--- Information provided ---
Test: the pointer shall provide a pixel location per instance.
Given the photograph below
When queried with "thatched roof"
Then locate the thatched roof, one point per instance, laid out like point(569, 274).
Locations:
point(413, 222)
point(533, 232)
---
From the listing, copy each line containing the word "roof".

When queried with "thatched roof"
Then locate the thatched roof, one point per instance, laid out like point(569, 274).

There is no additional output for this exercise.